Data drawn from a collection:

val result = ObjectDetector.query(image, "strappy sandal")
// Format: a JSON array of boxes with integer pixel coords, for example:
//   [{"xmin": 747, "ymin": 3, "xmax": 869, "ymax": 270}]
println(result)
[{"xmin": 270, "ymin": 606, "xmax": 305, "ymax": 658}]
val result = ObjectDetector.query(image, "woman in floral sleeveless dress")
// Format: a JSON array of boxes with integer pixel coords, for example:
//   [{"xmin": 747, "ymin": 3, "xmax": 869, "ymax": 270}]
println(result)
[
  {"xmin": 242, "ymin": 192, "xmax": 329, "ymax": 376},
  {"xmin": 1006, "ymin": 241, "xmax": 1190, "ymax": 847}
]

...

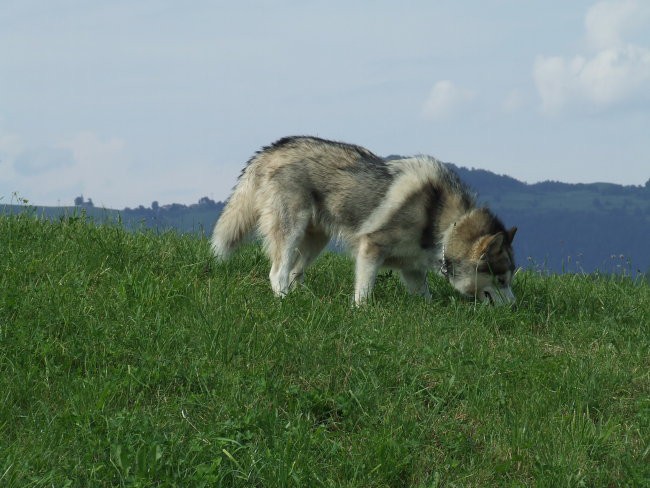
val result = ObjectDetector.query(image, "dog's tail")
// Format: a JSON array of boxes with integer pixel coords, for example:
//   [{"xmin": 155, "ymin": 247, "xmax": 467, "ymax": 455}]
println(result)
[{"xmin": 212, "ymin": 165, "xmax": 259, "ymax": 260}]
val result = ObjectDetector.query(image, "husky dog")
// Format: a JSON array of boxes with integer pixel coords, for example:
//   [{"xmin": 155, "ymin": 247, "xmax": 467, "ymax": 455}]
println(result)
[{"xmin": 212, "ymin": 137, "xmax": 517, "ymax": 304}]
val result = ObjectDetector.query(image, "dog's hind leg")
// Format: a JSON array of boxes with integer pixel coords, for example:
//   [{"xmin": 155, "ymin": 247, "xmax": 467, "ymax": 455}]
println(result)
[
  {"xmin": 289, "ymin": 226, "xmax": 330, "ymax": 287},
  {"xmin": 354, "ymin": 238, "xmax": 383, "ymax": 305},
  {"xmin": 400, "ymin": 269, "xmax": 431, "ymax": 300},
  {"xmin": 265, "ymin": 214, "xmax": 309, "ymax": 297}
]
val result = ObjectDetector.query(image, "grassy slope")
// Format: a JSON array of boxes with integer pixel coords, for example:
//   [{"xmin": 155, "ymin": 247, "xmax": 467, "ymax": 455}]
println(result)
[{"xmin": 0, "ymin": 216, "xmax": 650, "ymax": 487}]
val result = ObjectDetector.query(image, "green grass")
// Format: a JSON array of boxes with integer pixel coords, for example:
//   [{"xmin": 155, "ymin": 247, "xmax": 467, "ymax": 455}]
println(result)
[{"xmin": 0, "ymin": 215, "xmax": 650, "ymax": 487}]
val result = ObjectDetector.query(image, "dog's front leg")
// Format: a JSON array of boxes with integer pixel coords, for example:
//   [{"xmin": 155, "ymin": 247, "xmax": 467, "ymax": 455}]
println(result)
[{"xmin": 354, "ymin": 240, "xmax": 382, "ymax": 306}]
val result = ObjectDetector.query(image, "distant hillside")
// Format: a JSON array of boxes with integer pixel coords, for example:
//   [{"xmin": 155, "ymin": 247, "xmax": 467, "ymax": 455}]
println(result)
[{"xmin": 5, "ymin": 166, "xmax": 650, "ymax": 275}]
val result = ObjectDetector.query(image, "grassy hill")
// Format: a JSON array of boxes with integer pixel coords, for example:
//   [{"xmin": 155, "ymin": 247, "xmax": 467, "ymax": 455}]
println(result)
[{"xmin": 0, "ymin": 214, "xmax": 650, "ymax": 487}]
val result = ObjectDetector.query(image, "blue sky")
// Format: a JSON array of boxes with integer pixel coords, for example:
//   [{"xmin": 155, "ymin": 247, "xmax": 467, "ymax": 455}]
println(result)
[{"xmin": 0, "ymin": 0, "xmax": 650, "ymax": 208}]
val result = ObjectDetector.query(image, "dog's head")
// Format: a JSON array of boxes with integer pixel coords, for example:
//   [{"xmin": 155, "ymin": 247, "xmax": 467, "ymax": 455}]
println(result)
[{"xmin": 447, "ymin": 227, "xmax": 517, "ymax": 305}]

=== Task prompt ===
Count the lines of the material that contain the string "grassy", treating uppercase and lowercase as distinct, and give only the number.

=== In response ===
2